One of his hands had taken hold of my left breast, and he was squeezing my nipple, softly at first and then harder, rolling the tender skin between his strong fingers until it almost hurt. He smoothly pushed his knees between mine, and spread my legs wide with his, opening me to Laz’law’s kisses. My breath was quick and shallow in his mouth.
I could feel Laz'law's rough, scaly, metal studded brows brushing on the skin of my thighs, his warm mouth open on the almost transparent lace of my panties. His tongue was even warmer, and he ran it flatly on the damp lace a few times before untying the two twin bows that tied the panties around my hips. When my sex was naked and open before him, I pushed it upward towards his face, with a tiny pleading moan. When he stooped forward, I began rocking against his rough chin; he laughed softly and started lapping me in brief quick laps, retreating out of my reach after each lap, until I strained and arched my back for more.
"What a hot little thing she is, indeed," he said, and Lune broke the kiss again to nod and laugh.
“Told you,” he said.
They both stared at me, and I suddenly felt somewhat self-conscious at the thought that they had been talking about me, although it was quite natural, I guess. I sat up a bit straighter, closing my legs somewhat. Laz'law smiled up at me, caressing my thighs, murmuring something unintelligible but soothing while kissing my knees apart again, but in that moment I felt Lune's hands gently pushing me off his lap. I stood up and he carefully unbuttoned my skirt, which slid down my hips with a silky rustle. I kicked it off, and Laz'law, still fully dressed, still on his knees on the carpet, pulled me toward him and pressed his mouth hard on my sex.
That is when the last of my shyness went overboard.
-:-

While dining out with a bunch of old friends in Italy some days ago, I was thoroughly interrogated about my book.
Smutty? Really smutty? But how smutty? Hints, innuendoes, allusive metaphors? Literal, descriptive, periphrastic, how much left to imagination?
They seemed to conclude that it was really, really smutty when I told them that Evernight had requested some more romance in the plot. Yep, that smutty.

I mention this conversation because in the middle of it the incredible, and, alas, inevitable, happened.

I blushed (much to the everlasting delight of my friends).

It is a sadly embarrassing trait of my personality that I share with the heroine of Black Carnival, Ivory.
Yep, here I am, writing the hottest romance you can wish for - and blushing. Why, why me? Why us?
Sometimes, while writing Black Carnival, I wondered if Ivory blushed too often. Whenever the question arose I tried to imagine myself in the same situation and quickly added a bit of heat around her ears.

It doesn’t matter what sort of stuff I write when the hormones are right, I am still ridiculously shy.
What a mess.

Ah well. Leave a comment below for a chance to win a free copy of the smutty book, and blush along with Ivory and me.

Winner will be annouced on January 26th!

Monday, 2 January 2012

Worth his Freedom, a review




"Miria, a young noblewoman on the cusp of an arranged marriage, meets the Ausir Tsalrin, her father's mysterious assassin, and sparks fly immediately. Tsalrin is trapped by an ancient curse, and Miria cannot escape her father or the husband to whom he would sell her, a man who sees her merely as a political tool. Miria and Tsalrin's position is impossible, but neither one will give up their hidden love. Theirs is a story of struggle against abuse, bigotry, and paterfamilias. Their love is both their greatest danger and their only comfort as they search for their mutual freedom."

● What you will do:
[1] In the blog excerpt, who is the heroine of Black Carnival?
[2] Summarize the blog excerpt in three sentences.
[3] Please continue the blog excerpt from its last sentence.

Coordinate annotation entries
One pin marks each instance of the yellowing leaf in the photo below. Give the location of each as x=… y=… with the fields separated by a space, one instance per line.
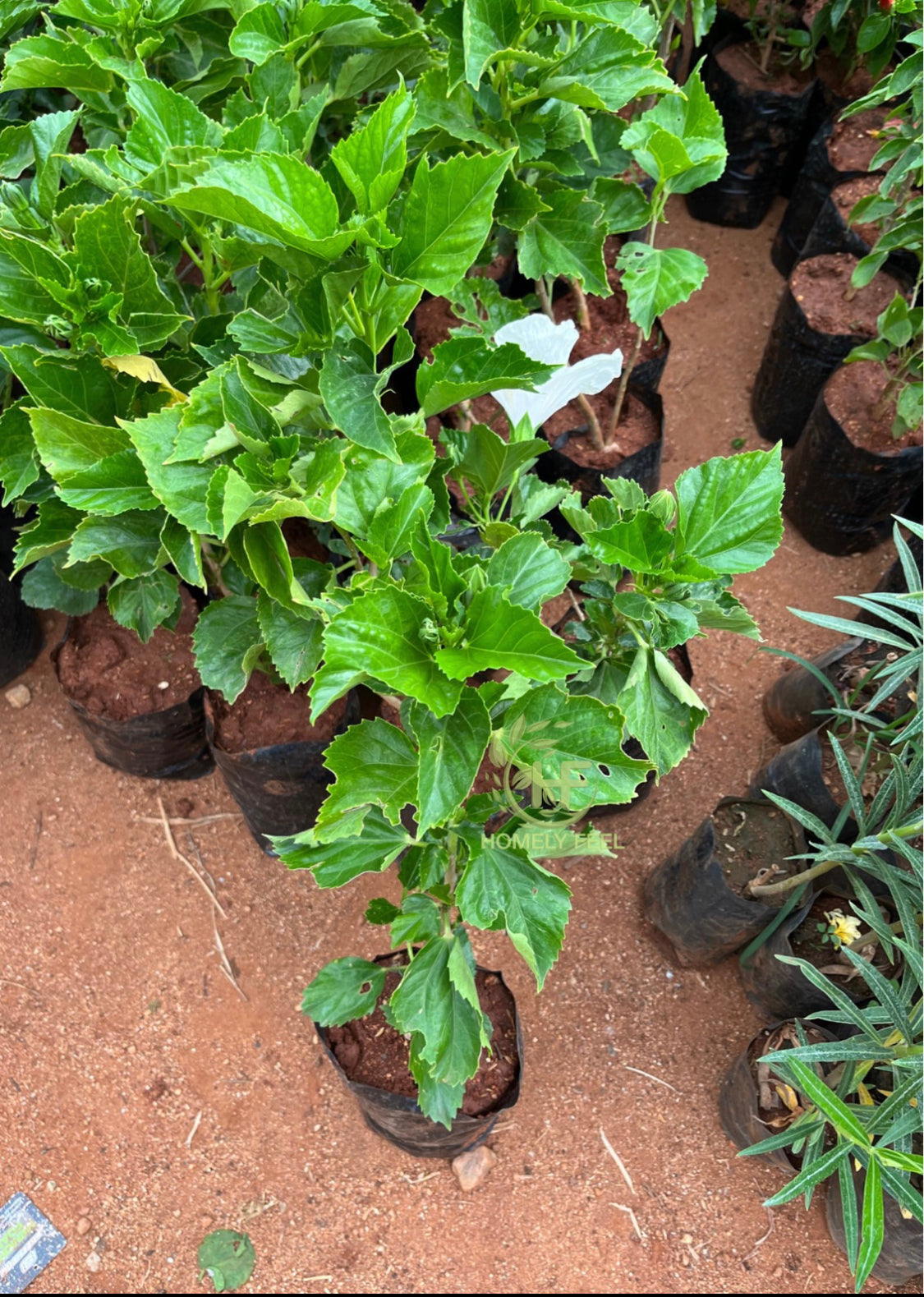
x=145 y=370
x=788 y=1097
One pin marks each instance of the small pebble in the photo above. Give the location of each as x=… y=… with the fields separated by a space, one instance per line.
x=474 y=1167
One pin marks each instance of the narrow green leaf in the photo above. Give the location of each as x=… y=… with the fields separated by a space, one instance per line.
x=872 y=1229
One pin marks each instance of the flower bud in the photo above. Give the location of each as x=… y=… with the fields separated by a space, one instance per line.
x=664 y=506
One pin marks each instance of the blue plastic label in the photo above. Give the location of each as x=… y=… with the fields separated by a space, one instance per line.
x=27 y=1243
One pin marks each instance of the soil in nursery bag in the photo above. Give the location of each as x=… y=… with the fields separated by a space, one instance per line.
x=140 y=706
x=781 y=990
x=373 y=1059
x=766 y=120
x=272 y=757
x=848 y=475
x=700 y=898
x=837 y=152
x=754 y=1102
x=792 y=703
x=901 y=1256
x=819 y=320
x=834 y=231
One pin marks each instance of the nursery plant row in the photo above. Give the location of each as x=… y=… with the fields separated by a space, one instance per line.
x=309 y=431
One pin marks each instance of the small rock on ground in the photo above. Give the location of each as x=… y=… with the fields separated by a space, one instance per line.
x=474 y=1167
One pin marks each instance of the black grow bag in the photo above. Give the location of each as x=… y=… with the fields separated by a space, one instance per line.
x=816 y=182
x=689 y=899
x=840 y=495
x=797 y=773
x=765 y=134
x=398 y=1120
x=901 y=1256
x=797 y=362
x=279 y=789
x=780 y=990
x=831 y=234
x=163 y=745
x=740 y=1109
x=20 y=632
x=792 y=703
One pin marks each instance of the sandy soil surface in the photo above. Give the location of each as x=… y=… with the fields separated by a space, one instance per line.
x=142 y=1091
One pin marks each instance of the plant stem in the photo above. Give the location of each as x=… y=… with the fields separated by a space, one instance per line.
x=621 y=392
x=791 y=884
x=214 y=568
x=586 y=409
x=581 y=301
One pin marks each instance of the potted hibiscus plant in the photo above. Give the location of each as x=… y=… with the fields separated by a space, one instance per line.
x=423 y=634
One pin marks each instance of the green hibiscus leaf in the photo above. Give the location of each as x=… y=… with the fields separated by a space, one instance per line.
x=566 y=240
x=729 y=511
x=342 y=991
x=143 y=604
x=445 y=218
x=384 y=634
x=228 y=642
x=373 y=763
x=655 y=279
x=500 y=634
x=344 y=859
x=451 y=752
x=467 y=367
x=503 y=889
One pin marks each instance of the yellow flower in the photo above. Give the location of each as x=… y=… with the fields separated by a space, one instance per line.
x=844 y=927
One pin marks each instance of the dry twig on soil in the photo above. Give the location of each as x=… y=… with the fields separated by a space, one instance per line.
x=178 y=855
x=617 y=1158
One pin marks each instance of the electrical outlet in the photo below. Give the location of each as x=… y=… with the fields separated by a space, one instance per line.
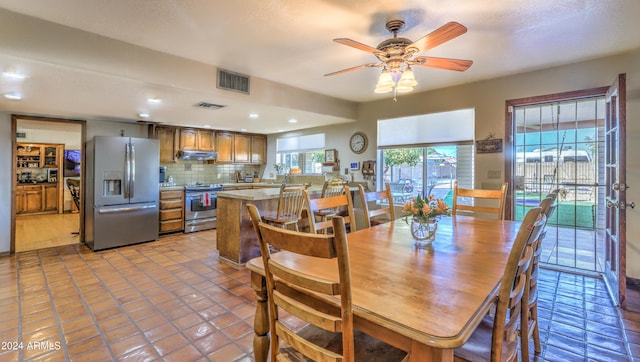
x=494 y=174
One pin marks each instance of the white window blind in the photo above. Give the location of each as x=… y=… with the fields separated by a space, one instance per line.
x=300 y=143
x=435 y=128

--

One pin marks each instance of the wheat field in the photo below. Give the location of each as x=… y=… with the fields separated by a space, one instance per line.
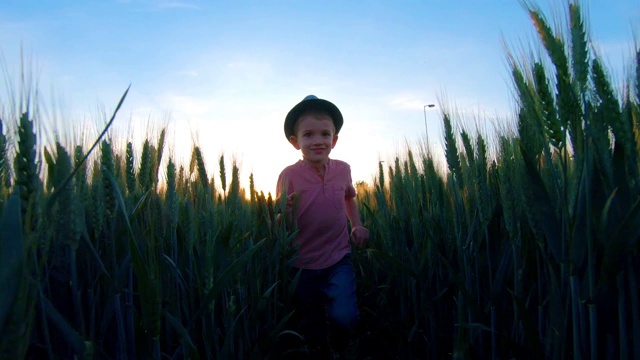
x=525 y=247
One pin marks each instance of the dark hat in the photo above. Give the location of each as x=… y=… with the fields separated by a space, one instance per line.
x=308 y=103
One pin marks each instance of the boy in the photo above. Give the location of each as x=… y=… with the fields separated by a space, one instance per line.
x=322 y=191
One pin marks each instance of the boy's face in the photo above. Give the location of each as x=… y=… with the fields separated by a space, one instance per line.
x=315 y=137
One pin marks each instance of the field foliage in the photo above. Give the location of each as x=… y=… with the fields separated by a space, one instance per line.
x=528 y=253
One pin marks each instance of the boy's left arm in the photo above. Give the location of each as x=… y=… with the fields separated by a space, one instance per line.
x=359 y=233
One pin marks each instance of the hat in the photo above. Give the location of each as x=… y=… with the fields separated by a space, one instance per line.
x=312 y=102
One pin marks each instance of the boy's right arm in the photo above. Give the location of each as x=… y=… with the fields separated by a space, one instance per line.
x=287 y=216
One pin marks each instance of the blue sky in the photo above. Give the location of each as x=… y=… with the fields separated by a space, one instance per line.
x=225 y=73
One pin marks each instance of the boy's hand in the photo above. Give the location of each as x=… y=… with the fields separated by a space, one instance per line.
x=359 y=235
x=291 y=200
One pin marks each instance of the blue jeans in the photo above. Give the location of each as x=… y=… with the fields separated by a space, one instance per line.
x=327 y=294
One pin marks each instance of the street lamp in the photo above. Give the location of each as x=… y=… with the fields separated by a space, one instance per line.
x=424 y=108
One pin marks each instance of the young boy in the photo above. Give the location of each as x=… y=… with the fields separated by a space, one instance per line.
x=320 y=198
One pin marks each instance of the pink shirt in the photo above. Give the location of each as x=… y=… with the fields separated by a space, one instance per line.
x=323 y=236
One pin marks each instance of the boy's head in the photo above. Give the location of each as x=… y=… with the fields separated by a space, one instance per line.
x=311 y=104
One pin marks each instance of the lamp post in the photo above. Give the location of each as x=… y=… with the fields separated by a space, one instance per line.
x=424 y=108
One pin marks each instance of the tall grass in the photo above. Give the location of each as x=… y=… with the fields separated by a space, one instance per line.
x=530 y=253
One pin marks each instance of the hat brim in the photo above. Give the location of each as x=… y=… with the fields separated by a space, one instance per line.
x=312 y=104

* * *

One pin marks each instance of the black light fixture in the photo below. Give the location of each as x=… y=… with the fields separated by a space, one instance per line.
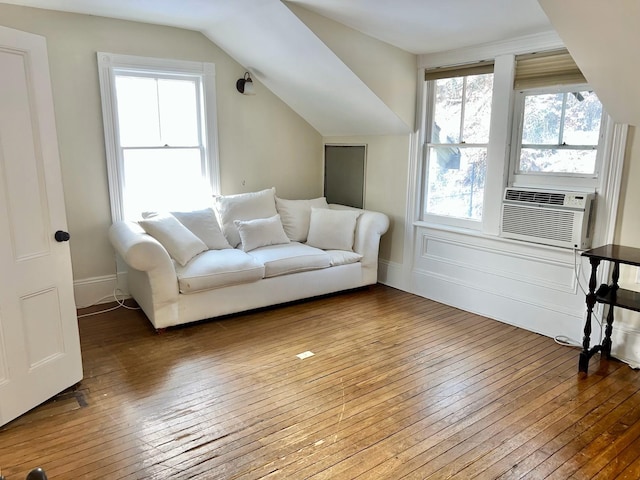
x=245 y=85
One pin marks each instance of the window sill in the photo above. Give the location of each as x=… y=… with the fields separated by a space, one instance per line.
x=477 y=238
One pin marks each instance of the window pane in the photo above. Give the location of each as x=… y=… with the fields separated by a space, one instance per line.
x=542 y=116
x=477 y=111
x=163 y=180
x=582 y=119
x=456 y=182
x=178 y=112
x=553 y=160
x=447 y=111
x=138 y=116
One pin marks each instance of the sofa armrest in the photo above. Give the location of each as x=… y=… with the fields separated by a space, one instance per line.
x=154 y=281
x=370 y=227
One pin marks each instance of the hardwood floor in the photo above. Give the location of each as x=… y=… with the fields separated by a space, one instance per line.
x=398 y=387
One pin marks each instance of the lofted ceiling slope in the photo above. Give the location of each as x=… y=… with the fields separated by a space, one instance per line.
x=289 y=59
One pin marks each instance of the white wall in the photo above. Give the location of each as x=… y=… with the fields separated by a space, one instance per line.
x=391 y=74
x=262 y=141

● Answers for the tasks:
[1] Ivory.

[2] The blog excerpt opens with an intimate scene in which the narrator is caressed and undressed by Laz'law and Lune until the last of the narrator's shyness goes overboard. The writer then recalls being questioned by old friends in Italy about how smutty the book is and blushing, a trait shared with Ivory, the heroine of Black Carnival, and invites readers to comment for a chance to win a free copy, with the winner to be announced on January 26th. A review titled "Worth his Freedom" follows, quoting a description of Miria, a young noblewoman facing an arranged marriage, and Tsalrin, her father's cursed assassin, whose hidden love drives their search for freedom.

[3]
I had been looking forward to read Worth His Freedom, by Adonis Devereux, since it made its first appearance in Litopia’s Bragging Writes. There were three things about it, all ceaselessly tickling my curiosity. First, the cover, hot yet really elegant; second, the fact that it was written in tandem by husband and wife, which looked like a truly remarkable feat to a loner (creatively speaking) like me; and third, that the husband half of the duo, a fellow Litopian,  once threatened to whack my ass with a ruler, which seemed a delightfully auspicious way to start a friendship between, ahem, romance writers.

Ok, seriously, now.

The fact is that I was extremely curious to read into this completely original fantasy world, because I am a sucker for fantasy. I read more fantasy than romance, to be honest, and I was delighted that somebody had gone, invented a whole new universe and then set a romance novel in it. Maybe it’s just me, but I think this is a fantasy novel with strong (very strong) erotic-romance theme, not a romance novel with a fantasy setting. It completely transcends the romance genre (in all its multifarious sub-genres) because of the complexity and originality of its world, Gilalion.  The only other romance novel with such a rich original universe that comes to my mind is Lauren’s P. Burka’s “Wishbone”.

Gilalion draws you in and make you want more. I want to know about Lorins’ magic, Nohrs and Wyrms. I want to know more about the Ausir wars and history. I want to see the Ausir cities. I want to know about the complicated customs and religion of Nirrion. I want to know about the geography and the languages and, and…

I loved that Nirrion is not a medieval empire, but even older, classical in fact. There’s reclining dinners and lyres. There’s temples and cleansing rituals.  There’s also slavery and rather serious violence because Adonis Devereux does not pull punches (which is good).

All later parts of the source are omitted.